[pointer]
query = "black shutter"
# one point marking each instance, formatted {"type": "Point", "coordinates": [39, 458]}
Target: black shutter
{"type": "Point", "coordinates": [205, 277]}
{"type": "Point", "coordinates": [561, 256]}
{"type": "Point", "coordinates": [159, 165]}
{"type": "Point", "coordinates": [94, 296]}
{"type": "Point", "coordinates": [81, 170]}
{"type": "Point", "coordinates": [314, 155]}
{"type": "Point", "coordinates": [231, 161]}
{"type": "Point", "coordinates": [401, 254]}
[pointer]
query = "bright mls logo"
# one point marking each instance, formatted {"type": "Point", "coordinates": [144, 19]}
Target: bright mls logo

==

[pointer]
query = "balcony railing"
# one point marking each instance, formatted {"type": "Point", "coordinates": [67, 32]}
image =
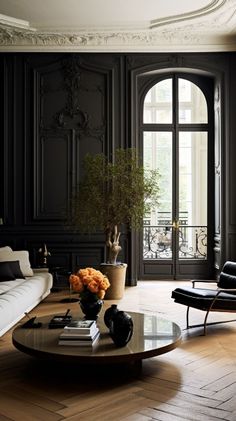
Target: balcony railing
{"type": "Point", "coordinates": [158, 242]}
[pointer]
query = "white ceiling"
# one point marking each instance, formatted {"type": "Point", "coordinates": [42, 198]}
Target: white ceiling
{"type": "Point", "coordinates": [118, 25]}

Work to be completed:
When a line in the records holds the string "query", copy that line.

Result of the task:
query = "black shutter"
query = "bright mls logo"
query = "balcony railing"
query = "white ceiling"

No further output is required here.